指示事項
1. ページ抜粋のうち、「そして、当審において、同年1」から「少なく曲がる、グロメット。」」までの部分を、一字一句変えずに抜き出してください。
2. エントリの冒頭から「MULTIPOLYGON (((0 0, 6」を含む行までを、列名を「指示」と「回答」とする2列のCSVにまとめてください。依頼1件につき1行とし、依頼文と回答をそれぞれ二重引用符で囲んだ1つのフィールドに収め、改行は空白に置き換えてください。

結論 本件審判の請求は、成り立たない。 
理由 1 手続の経緯
本願は、平成25年1月15日(パリ条約による優先権主張2012年1月12日、アメリカ合衆国)の外国語書面出願であって,平成25年1月15日付けで審査請求がなされ、同年2月6日付けで特許法第36条の2第2項の規定による外国語書面、及び、外国語要約書面の日本語による翻訳文が提出がなされ、平成25年8月2日付けで手続補正書の提出がなされ、同年11月27日付けで手続補正書の提出がなされ、平成26年1月21日付けで拒絶理由の通知がなされ、同年4月28日付けで意見書及び手続補正書の提出がなされ、同年9月9日付けで拒絶理由の通知がなされ、同年12月15日付けで意見書及び手続補正書の提出がなされ、平成27年1月6日付けで拒絶査定がなされ、これに対して同年5月13日付けで拒絶査定不服審判の請求がなされるとともに手続補正書の提出がなされ、同年10月16日付けで上申書の提出がなされた。
そして、当審において、同年12月24日付けで拒絶理由が通知され、平成28年4月5日付けで意見書及び手続補正書の提出がなされたものである。


2 本願発明
平成28年4月5日付け手続補正書によって補正された特許請求の範囲の請求項1の記載は、次のとおりである。

「【請求項1】
電線を収納するためのグロメットであり、
乗り物の第一および第二のパネルにそれぞれ装着するように構成された第一および第二の装着構造体を備えており、前記第一および第二の装着構造体は、それを通って延びる第一および第二の通路を有しており、また、
前記第一および第二の装着構造体の間に延びており、前記第一および第二の装着構造体の前記第一および第二の通路と連絡した第三の通路を定めているチューブを備えており、前記チューブは、複数の尾根と、前記複数の尾根の間にはさまれた複数の溝を有している波状部を有しており、また、
前記複数の尾根のうちの前記波状部の一部の区域内に配置されたものの間にはさまれた複数の補強材を備えており、前記複数の補強材は、前記チューブから半径方向に外へ延びる高さを有しており、前記複数の補強材は、前記グロメットの第一の区間に配置された複数の第一の補強材と、前記グロメットの第二の区間に配置された複数の第二の補強材と、前記グロメットの第一の区間と前記第二の区間の間に配置された前記グロメットの第三の区間に配置された複数の第三の補強材を有しており、前記第一の補強材は、前記チューブ上を周方向に第一の長さだけ延びており、前記第二の補強材は、前記チューブ上を周方向に第二の長さだけ延びており、前記第三の補強材は、前記チューブ上を周方向に前記第一および第二の長さよりも大きい第三の長さだけ延びており、前記第一および第二の補強材が前記乗り物の前記第一および第二のパネルに装着されたときに、前記第三の区間は、前記第一および第二の区間に比較して少なく曲がる、グロメット。」

掲載エントリ
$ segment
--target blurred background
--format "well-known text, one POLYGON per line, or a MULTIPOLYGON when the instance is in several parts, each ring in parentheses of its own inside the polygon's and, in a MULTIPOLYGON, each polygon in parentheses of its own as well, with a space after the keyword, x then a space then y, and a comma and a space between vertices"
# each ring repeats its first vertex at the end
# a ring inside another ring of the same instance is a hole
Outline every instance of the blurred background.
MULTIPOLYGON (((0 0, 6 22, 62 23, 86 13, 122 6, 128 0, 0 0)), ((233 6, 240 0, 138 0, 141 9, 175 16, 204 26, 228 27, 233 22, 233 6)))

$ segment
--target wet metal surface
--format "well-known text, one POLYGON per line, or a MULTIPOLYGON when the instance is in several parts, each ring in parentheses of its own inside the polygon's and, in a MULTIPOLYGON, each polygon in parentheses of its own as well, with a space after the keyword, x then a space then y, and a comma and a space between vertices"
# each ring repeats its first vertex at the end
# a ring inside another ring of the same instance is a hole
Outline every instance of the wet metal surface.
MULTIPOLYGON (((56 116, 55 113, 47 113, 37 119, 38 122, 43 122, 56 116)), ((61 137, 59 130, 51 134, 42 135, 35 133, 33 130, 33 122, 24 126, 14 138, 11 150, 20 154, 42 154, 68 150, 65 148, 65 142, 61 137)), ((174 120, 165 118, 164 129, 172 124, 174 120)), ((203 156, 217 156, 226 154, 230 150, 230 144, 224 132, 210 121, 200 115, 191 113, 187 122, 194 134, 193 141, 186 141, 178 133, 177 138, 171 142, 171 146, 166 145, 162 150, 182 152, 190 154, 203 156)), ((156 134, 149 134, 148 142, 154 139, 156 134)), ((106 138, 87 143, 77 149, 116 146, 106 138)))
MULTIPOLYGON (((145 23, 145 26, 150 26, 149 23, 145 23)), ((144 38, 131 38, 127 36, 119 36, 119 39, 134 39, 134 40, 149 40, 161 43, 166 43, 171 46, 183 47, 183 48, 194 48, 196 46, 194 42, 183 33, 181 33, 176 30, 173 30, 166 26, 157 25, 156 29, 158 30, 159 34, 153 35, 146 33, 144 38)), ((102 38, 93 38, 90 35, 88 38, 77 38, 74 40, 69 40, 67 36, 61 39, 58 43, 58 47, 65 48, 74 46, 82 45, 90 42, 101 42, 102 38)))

課題別解答
1.
そして、当審において、同年12月24日付けで拒絶理由が通知され、平成28年4月5日付けで意見書及び手続補正書の提出がなされたものである。


2 本願発明
平成28年4月5日付け手続補正書によって補正された特許請求の範囲の請求項1の記載は、次のとおりである。

「【請求項1】
電線を収納するためのグロメットであり、
乗り物の第一および第二のパネルにそれぞれ装着するように構成された第一および第二の装着構造体を備えており、前記第一および第二の装着構造体は、それを通って延びる第一および第二の通路を有しており、また、
前記第一および第二の装着構造体の間に延びており、前記第一および第二の装着構造体の前記第一および第二の通路と連絡した第三の通路を定めているチューブを備えており、前記チューブは、複数の尾根と、前記複数の尾根の間にはさまれた複数の溝を有している波状部を有しており、また、
前記複数の尾根のうちの前記波状部の一部の区域内に配置されたものの間にはさまれた複数の補強材を備えており、前記複数の補強材は、前記チューブから半径方向に外へ延びる高さを有しており、前記複数の補強材は、前記グロメットの第一の区間に配置された複数の第一の補強材と、前記グロメットの第二の区間に配置された複数の第二の補強材と、前記グロメットの第一の区間と前記第二の区間の間に配置された前記グロメットの第三の区間に配置された複数の第三の補強材を有しており、前記第一の補強材は、前記チューブ上を周方向に第一の長さだけ延びており、前記第二の補強材は、前記チューブ上を周方向に第二の長さだけ延びており、前記第三の補強材は、前記チューブ上を周方向に前記第一および第二の長さよりも大きい第三の長さだけ延びており、前記第一および第二の補強材が前記乗り物の前記第一および第二のパネルに装着されたときに、前記第三の区間は、前記第一および第二の区間に比較して少なく曲がる、グロメット。」

2.
指示,回答
"$ segment --target blurred background --format ""well-known text, one POLYGON per line, or a MULTIPOLYGON when the instance is in several parts, each ring in parentheses of its own inside the polygon's and, in a MULTIPOLYGON, each polygon in parentheses of its own as well, with a space after the keyword, x then a space then y, and a comma and a space between vertices"" # each ring repeats its first vertex at the end # a ring inside another ring of the same instance is a hole Outline every instance of the blurred background.","MULTIPOLYGON (((0 0, 6 22, 62 23, 86 13, 122 6, 128 0, 0 0)), ((233 6, 240 0, 138 0, 141 9, 175 16, 204 26, 228 27, 233 22, 233 6)))"